Every record below is to be retyped exactly.

**ENTRIES:**
|---|
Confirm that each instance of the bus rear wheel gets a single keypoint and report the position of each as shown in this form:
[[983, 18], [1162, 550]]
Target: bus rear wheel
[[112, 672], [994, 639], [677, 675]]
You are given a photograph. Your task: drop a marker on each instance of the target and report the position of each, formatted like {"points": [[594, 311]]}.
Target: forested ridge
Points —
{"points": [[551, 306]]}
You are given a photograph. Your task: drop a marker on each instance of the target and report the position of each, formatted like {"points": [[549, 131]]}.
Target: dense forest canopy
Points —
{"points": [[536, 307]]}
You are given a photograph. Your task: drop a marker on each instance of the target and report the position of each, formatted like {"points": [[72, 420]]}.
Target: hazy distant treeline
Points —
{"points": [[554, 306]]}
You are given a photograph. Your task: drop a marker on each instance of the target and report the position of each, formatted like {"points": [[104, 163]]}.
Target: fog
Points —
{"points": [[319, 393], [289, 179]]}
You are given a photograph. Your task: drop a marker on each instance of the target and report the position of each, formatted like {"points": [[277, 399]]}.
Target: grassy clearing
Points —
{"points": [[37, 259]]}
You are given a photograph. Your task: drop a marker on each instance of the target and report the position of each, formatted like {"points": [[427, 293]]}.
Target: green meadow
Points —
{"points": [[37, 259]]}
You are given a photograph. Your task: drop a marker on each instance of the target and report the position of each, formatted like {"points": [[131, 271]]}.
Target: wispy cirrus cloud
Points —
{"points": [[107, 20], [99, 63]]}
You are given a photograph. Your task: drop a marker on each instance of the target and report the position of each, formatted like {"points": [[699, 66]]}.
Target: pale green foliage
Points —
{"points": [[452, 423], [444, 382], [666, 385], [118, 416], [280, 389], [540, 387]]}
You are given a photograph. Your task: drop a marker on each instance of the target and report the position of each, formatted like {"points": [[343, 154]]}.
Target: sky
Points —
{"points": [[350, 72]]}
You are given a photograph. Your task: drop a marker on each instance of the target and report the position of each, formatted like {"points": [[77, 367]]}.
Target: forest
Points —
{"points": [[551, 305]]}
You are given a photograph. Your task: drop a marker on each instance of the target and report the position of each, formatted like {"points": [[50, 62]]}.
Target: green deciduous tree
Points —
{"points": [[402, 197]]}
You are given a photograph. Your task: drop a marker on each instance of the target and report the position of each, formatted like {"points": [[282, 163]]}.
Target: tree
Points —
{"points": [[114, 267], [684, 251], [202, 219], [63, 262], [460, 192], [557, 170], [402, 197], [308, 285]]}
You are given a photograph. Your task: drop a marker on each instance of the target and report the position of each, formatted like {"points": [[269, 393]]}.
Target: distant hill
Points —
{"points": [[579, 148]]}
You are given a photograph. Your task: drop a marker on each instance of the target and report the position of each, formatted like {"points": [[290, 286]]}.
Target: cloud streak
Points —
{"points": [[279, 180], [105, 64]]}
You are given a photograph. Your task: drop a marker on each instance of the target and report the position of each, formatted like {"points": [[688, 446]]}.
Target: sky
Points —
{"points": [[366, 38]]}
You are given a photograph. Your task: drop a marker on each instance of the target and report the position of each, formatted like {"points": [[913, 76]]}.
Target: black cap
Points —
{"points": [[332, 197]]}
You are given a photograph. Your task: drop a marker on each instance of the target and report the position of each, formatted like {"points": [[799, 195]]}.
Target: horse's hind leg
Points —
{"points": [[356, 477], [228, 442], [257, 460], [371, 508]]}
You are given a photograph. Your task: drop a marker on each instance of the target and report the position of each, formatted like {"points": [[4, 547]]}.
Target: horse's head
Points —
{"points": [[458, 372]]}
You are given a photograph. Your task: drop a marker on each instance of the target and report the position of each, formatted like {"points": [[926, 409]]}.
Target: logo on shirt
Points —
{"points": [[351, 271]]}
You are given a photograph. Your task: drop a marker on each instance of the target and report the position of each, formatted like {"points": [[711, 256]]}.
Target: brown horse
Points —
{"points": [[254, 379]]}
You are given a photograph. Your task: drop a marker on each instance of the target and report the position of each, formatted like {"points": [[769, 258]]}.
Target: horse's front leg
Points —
|---|
**REPLY TO THE TASK:**
Confirm that each instance of the bus rear wheel gets a single keypoint and report the position of each as shown in this form:
[[983, 18], [1162, 550]]
Target: bus rear wheel
[[112, 672], [994, 639], [677, 675]]
You are given a photograph. Your task: drop a marker on each instance of the target and report the position of each, formatted like {"points": [[594, 311]]}.
Target: forested ridge
Points —
{"points": [[551, 306]]}
You are given a photograph. Your task: drop a marker on each instance of the target and report the position of each, formatted like {"points": [[549, 131]]}.
Target: dense forest canopy
Points —
{"points": [[536, 307]]}
You are given a photograph. Your task: drop a marker on each instance of the target and report the position of each, formatted like {"points": [[72, 420]]}.
Target: hazy distant treeline
Points —
{"points": [[554, 306]]}
You are given a photograph. Your task: drop a marker on each instance of the target and report the position of each, formatted like {"points": [[104, 163]]}.
Target: fog
Points —
{"points": [[319, 393], [289, 179]]}
You are given a photograph. Your task: drop a marker on each instance of the target and report the position of each, formatted like {"points": [[277, 399]]}.
Target: grassy clearing
Points —
{"points": [[37, 259]]}
You are given a photograph. Your task: drop a marker on each instance of the target and report the position of each, formatted like {"points": [[427, 293]]}.
Target: green meadow
Points —
{"points": [[37, 259]]}
You are given a photograph. Your task: drop a marker on each instance of the target and report the position of each, formatted like {"points": [[131, 271]]}.
Target: wispy cirrus cloud
Points —
{"points": [[107, 20], [99, 63]]}
You are given a photograph. Your task: drop a marker on each instance of the target and report the position of each, formatted like {"points": [[699, 66]]}.
Target: pale green foliage
Points —
{"points": [[452, 423], [444, 382], [666, 385], [118, 416], [280, 389], [540, 387]]}
You are given a photograph. Your task: drop a marker on each instance of the target and report the position of each, formatted like {"points": [[343, 154]]}.
Target: sky
Points —
{"points": [[350, 72]]}
You are given a photograph. Your task: drop a marker on each instance of the target and report the position of each, formatted like {"points": [[77, 367]]}.
Target: forest
Points —
{"points": [[551, 305]]}
You are given a photograph. Your task: drop a marker on each instance of the target and report the position of each, formatted like {"points": [[50, 62]]}.
Target: green deciduous tree
Points —
{"points": [[402, 197]]}
You are given a photograph. Your task: drop a marker on each instance of the target and report the position of each, formatted like {"points": [[282, 163]]}.
Target: tree
Points —
{"points": [[114, 267], [684, 251], [202, 219], [63, 262], [460, 192], [557, 170], [402, 197], [308, 285]]}
You are given a photograph. Your task: drop a marker on each instance of the target and report the position of each, formatted like {"points": [[269, 393]]}.
Target: distant hill
Points —
{"points": [[579, 148]]}
You are given a photograph. Your task: drop a marker on each instance of the target and report the position of each, formatted like {"points": [[290, 286]]}.
Target: cloud streak
Points —
{"points": [[279, 180], [105, 64]]}
You are given a photograph. Your task: drop a marker on each instance of the target and report the position of each, formatted like {"points": [[688, 446]]}.
Target: sky
Points —
{"points": [[366, 38]]}
You are given a photograph. Your task: drop a marker on each instance of the target and report the position of each, formatted like {"points": [[913, 76]]}.
Target: black cap
Points —
{"points": [[332, 197]]}
You are given a photograph. Your task: drop a marker on each instance of the target and report the position of each, formatted like {"points": [[799, 195]]}.
Target: horse's hind leg
Points —
{"points": [[356, 477], [228, 442], [257, 460], [371, 508]]}
You are given a photograph. Your task: drop a marker on each instance of the target and report the position of each, formatted like {"points": [[4, 547]]}.
Target: horse's head
Points —
{"points": [[458, 372]]}
You are given a photograph. Your task: drop a marker on each instance of the target and report the position of each, formatted like {"points": [[926, 409]]}.
Target: logo on shirt
Points —
{"points": [[351, 271]]}
You are given a photograph. Your task: drop a marker on each instance of the target and report the position of each, formatted like {"points": [[711, 256]]}.
Target: brown horse
Points —
{"points": [[254, 379]]}
You are given a photograph. Your task: drop a marker on each instance of the target and report the position of each, formatted like {"points": [[769, 258]]}.
Target: horse's front leg
Points —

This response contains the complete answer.